- 短い課題 1: 下にある岡田茂氏の文章のうち、「西条出身で東映名誉会長の岡田」を含む語句で始まり「という意味で、次のように発言しています。」で終わる部分を、「岡田茂氏」を「岡田氏」に置き換えて書き直してください。

━━━━

特別連載 映画人生・岡田茂の決断
若き経営者に贈る岡田茂の遺産E

映画とテレビのすみ分けを明確に 「不良性感度」という考え方

 西条出身で東映名誉会長の岡田茂氏。激動の時代・昭和を生き抜いた「岡田茂」の自伝を振り返りながら氏の実像に迫り、私たちに残してくれた、大いなる遺産を確認する。


▲京都二条城で感謝パーティー開催…昭和35年

TV時代の到来

 戦後の混乱から立ち直り、高度経済成長時代へと徐々に経済復興の兆しが見え始めた1953年、NHKがテレビ放送を始めました。当時、テレビは高価な電気製品であり、当初は街頭テレビに庶民が群がり、力道山のプロレスや巨人戦の野球中継に熱狂しました。1964年の東京オリンピックではテレビ中継の視聴率が平均で60%を超えており、テレビ時代の到来が現実のものとなりました。映画館入場者数が、1958年に11億2745万人に達したのをピークに減少を始め、大衆娯楽の王者「映画産業」が衰退を始めるのです。いわゆる「TV時代の到来」です。

 この流れをいち早く察知した岡田茂氏は、映画とテレビの住み分けを明確にしていきます。「不良性感度」という考え方です。「映画は元来、不良青年がつくるもの」という意味で、次のように発言しています。

━━━━

- 短い課題 2: 下の記録から、「flag」という文字列を含む行をすべて抜き出してください。

━━━━

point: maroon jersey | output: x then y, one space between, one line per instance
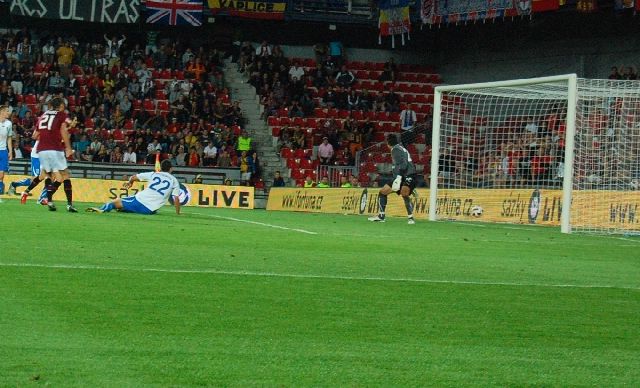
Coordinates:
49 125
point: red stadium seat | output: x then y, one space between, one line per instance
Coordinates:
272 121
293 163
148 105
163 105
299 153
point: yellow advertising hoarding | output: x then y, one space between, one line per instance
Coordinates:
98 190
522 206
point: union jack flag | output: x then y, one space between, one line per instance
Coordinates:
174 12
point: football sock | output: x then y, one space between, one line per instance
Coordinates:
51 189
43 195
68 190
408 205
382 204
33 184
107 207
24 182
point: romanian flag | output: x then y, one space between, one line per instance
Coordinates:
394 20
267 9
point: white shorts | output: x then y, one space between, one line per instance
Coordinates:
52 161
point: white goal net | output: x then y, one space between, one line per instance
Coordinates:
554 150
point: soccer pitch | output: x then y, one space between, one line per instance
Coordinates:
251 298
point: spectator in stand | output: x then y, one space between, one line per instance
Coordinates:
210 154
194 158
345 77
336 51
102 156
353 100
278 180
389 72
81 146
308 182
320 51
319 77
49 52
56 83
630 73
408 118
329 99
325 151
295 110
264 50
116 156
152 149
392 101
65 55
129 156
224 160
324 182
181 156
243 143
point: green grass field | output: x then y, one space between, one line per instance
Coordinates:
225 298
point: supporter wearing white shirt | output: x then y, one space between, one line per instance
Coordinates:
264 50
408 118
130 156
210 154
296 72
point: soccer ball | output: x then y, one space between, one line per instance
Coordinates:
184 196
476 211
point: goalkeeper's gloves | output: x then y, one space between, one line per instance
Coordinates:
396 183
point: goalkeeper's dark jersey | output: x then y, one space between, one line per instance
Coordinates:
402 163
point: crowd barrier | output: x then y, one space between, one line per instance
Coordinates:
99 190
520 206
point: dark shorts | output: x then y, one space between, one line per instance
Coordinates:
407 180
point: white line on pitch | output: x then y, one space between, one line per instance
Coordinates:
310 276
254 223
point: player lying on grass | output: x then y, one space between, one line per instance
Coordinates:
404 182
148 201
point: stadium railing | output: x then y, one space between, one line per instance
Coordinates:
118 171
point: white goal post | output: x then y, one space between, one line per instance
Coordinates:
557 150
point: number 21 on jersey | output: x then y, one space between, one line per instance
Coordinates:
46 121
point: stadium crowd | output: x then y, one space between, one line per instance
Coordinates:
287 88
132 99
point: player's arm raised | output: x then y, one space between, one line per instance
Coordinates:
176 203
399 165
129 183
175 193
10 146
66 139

━━━━

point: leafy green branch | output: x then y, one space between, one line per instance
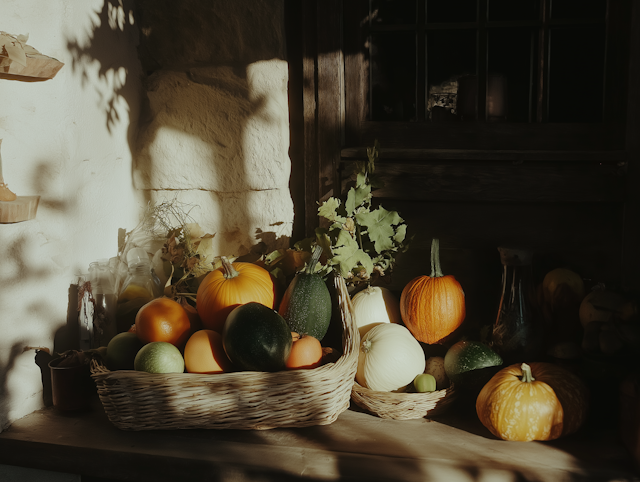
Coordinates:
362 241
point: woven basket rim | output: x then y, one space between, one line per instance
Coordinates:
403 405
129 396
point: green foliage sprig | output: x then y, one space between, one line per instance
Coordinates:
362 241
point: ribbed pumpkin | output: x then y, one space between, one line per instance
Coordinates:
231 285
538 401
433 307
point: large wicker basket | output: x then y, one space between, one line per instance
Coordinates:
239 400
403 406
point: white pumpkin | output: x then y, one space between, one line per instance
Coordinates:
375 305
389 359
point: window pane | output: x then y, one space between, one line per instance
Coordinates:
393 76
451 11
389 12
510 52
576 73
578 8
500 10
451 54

━━━━

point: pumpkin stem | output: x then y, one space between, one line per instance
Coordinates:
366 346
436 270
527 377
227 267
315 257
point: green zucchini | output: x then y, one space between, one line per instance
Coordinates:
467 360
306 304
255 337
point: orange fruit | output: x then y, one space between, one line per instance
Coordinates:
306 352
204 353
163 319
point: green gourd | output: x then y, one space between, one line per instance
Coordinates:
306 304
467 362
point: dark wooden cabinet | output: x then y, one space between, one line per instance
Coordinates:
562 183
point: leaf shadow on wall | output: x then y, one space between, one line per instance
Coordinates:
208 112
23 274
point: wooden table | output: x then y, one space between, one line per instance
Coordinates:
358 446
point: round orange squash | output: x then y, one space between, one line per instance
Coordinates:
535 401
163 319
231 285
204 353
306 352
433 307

━━━━

- 課題の結果 1:
西条出身で東映名誉会長の岡田氏。激動の時代・昭和を生き抜いた「岡田茂」の自伝を振り返りながら氏の実像に迫り、私たちに残してくれた、大いなる遺産を確認する。


▲京都二条城で感謝パーティー開催…昭和35年

TV時代の到来

 戦後の混乱から立ち直り、高度経済成長時代へと徐々に経済復興の兆しが見え始めた1953年、NHKがテレビ放送を始めました。当時、テレビは高価な電気製品であり、当初は街頭テレビに庶民が群がり、力道山のプロレスや巨人戦の野球中継に熱狂しました。1964年の東京オリンピックではテレビ中継の視聴率が平均で60%を超えており、テレビ時代の到来が現実のものとなりました。映画館入場者数が、1958年に11億2745万人に達したのをピークに減少を始め、大衆娯楽の王者「映画産業」が衰退を始めるのです。いわゆる「TV時代の到来」です。

 この流れをいち早く察知した岡田氏は、映画とテレビの住み分けを明確にしていきます。「不良性感度」という考え方です。「映画は元来、不良青年がつくるもの」という意味で、次のように発言しています。

- 課題の結果 2:
point: union jack flag | output: x then y, one space between, one line per instance
point: romanian flag | output: x then y, one space between, one line per instance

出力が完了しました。